**PAGE EXCERPT**:
☆ ☆ ☆ ☆ ☆

§3.1 Introduction to Rings

Definition of Rings

We begin the process of abstracting the common features of familiar systems with this definition:

A ring is a nonempty set \(R\) equipped with two operations* (usually written as addition and multiplication) that satisfy the following axioms. For all \(a, b, c \in R\):

1. If \(a \in R\) and \(b \in R\), then \(a + b \in R\). [Closure for addition]
2. \(a + (b + c) = (a + b) + c\). [Associative addition]
3. \(a + b = b + a\). [Commutative addition]
4. There is an element \(0_R\) in \(R\) such that \(a + 0_R = 0_R + a = a\) for every \(a \in R\). [Additive identity or zero element]
5. For each \(a \in R\), the equation \(a + x = 0_R\) has a solution in \(R\). [Additive inverse]
6. If \(a \in R\) and \(b \in R\), then \(ab \in R\). [Closure for multiplication]
7. \(a(bc) = (ab)c\). [Associative for multiplication]
8. \(a(b + c) = ab + ac\) and \((a + b)c = ac + bc\). [Distributive laws]

These axioms are the bare minimum needed for a system to resemble \(\mathbb{Z}\) and \(\mathbb{Z}_n\). But \(\mathbb{Z}\) and \(\mathbb{Z}_n\) have several additional properties that are worth special mention:

Commutative Rings

A commutative ring is a ring \(R\) that satisfies this axiom:

9. \(ab = ba\) for all \(a, b \in R\). [Commutative multiplication]

Ring with Identity

A ring with identity is a ring \(R\) that contains an element \(1_R\) satisfying this axiom:

10. \(a1_R = 1_Ra = a\) for all \(a \in R\). [Multiplicative identity]

Using terms defined later in the course, we simply say that a ring is an abelian group under addition.

Example 3.1.1: Commutative Rings with Identity

With the usual addition and multiplication:

\(\mathbb{Z} \ (\text{the integers}) \quad \text{and} \quad \mathbb{R} \ (\text{the real numbers})\)

are commutative rings with identity.

Example 3.1.2: Commutative Rings with Identity in \(\mathbb{Z}_m\)

The set \(\mathbb{Z}_m\) with the usual addition and multiplication of classes is a commutative ring with identity by Theorem 2.7.

☆ ☆ ☆ ☆ ☆

**DATA SHOWN**:
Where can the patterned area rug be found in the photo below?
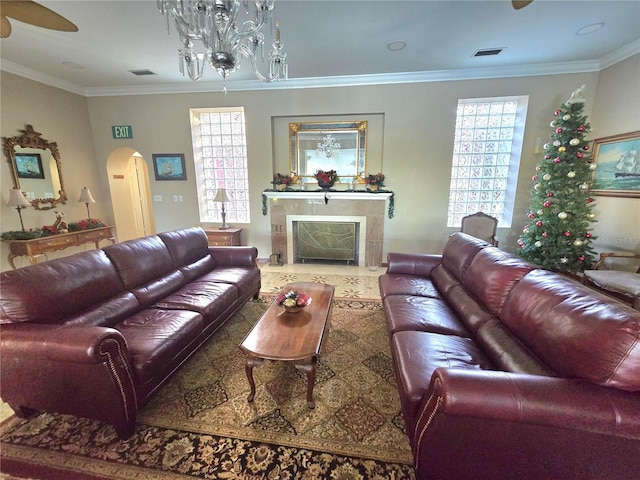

☆ ☆ ☆ ☆ ☆

**TASK REQUIREMENTS**:
**1)** In the excerpt on rings, which axiom number carries the label "Distributive laws"?
**2)** Continue the excerpt on rings from where it stops.

**THE RESPONSES**:
**1)** Axiom 8.

**2)**
Example 3.1.3: Even Integers as a Commutative Ring without Identity

Let \(E\) be the set of even integers with the usual addition and multiplication. Since the sum or product of two even integers is also even, the closure axioms (1 and 6) hold. Since 0 is an even integer, \(E\) has an additive identity element (Axiom 4). If \(a\) is even, then the solution of \(a + x = 0\) (namely \(-a\)) is also even, and so Axiom 5 holds.

The remaining axioms (2, 3, 7, 8, and 9) hold for all integers and, therefore, are true whenever \(a\), \(b\), and \(c\) are even. Consequently, \(E\) is a commutative ring. However, \(E\) does not have an identity because no even integer \(e\) has the property that \(ae = a = ea\) for every even integer \(a\).

Example 3.1.4: Odd Integers as a Non-Ring

The set of odd integers with the usual addition and multiplication is not a ring. Among other things, Axiom 1 fails: The sum of two odd integers is not odd.

Expanding Beyond \(\mathbb{Z}\) and \(\mathbb{Z}_m\)

Although the definition of ring was constructed with \(\mathbb{Z}\) and \(\mathbb{Z}_m\) as models, there are many rings that aren’t at all like these models. In these rings, the elements may not be numbers or classes of numbers, and their operations may have nothing to do with “ordinary” addition and multiplication.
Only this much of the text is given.